Ski Waivers and Releases in Oregon
In exchange for your ski pass, you will almost certainly be required to sign a release that excludes the resort from liability to some extent for any injuries you suffer in the ski area. Through the years, injured skiers have challenged the validity of such releases, claiming they are invalid as a matter of public policy. See, e.g., Harmon v. Mt. Hood Meadows, Ltd., 932 P.2d 92 (Or. App. 1997). That argument has consistently failed up to the Oregon Court of Appeals, which has upheld the validity of such contracts. However, the Oregon Supreme Court has accepted a case on review to resolve whether these releases are in fact valid or contrary to law.
Ski area operators have wised up to the reality they probably cannot exonerate themselves from any and all liability. See, e.g., Dalury v. S-K-I, Ltd., 670 A.2d 795 (Vt. 1995) (holding an exculpatory agreement releasing defendants from all liability resulting from negligence void as contrary to public policy). In the Dalury case, the ski area operator’s standard agreement released the operator from “any and all liability for personal injury or property damage resulting from negligence, conditions of the premises, operations of the ski area, actions or omissions of employees or agents of the ski area or from . . . participation in skiing at the area.” That went too far according to the Vermont Supreme Court. The workaround by resorts to avoid that result has been to leave open a thin layer of liability.
In the case that will soon be before the Oregon Supreme Court, Bagley v. Mt. Bachelor, Inc., __ P.3d __ (Or. App. 2013), Bagley, a young but skilled snowboarder, suffered injuries after using a jump in Mt. Bachelor’s terrain park. Bagley had been a minor when he initially signed his release, which exculpated Mt. Bachelor from liability for its negligence, but explicitly did not excuse intentional misconduct by the ski area operator. Bagley, relying on contract law, claimed that he was required to ratify the agreement upon turning eighteen for it to remain valid. The court rejected that argument, holding the ratification was clearly implied by the fact Bagley used his ski pass dozens more times after turning eighteen.
Bagley also argued that he didn’t realize the contract released Mt. Bachelor from liability for negligence. The court of appeals rebuffed that argument by pointing out that Oregon has an objective theory of contracts, which relies on how a “reasonable person” would interpret a contract. The court reasoned that Bagley’s beliefs were subjective, and that a reasonable person would have realized that the contract exonerated for negligence because of how conspicuous that language was in the contract.
Next, the court rejected Bagley’s arguments that the contract was against the public interest. The court noted that contracting out of liability for negligence must be expressed in the contract “clearly and unequivocally.” In the court’s opinion, the release was unequivocal in this case. The court’s reasoning: It believed that Bagley understood the inherent dangers in skiing, and the contract expressly disclaimed liability for negligence while expressly allowing liability for intentional misconduct.

* * * * * * *

Transcribe the passage of the Oregon ski waivers text between "Ski area operators" and "layer of liability.", inclusive.

INFORMATION SHOWN

* * * * * * *

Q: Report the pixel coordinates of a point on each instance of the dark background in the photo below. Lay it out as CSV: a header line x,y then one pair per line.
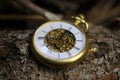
x,y
18,14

* * * * * * *

ANSWER
Ski area operators have wised up to the reality they probably cannot exonerate themselves from any and all liability. See, e.g., Dalury v. S-K-I, Ltd., 670 A.2d 795 (Vt. 1995) (holding an exculpatory agreement releasing defendants from all liability resulting from negligence void as contrary to public policy). In the Dalury case, the ski area operator’s standard agreement released the operator from “any and all liability for personal injury or property damage resulting from negligence, conditions of the premises, operations of the ski area, actions or omissions of employees or agents of the ski area or from . . . participation in skiing at the area.” That went too far according to the Vermont Supreme Court. The workaround by resorts to avoid that result has been to leave open a thin layer of liability.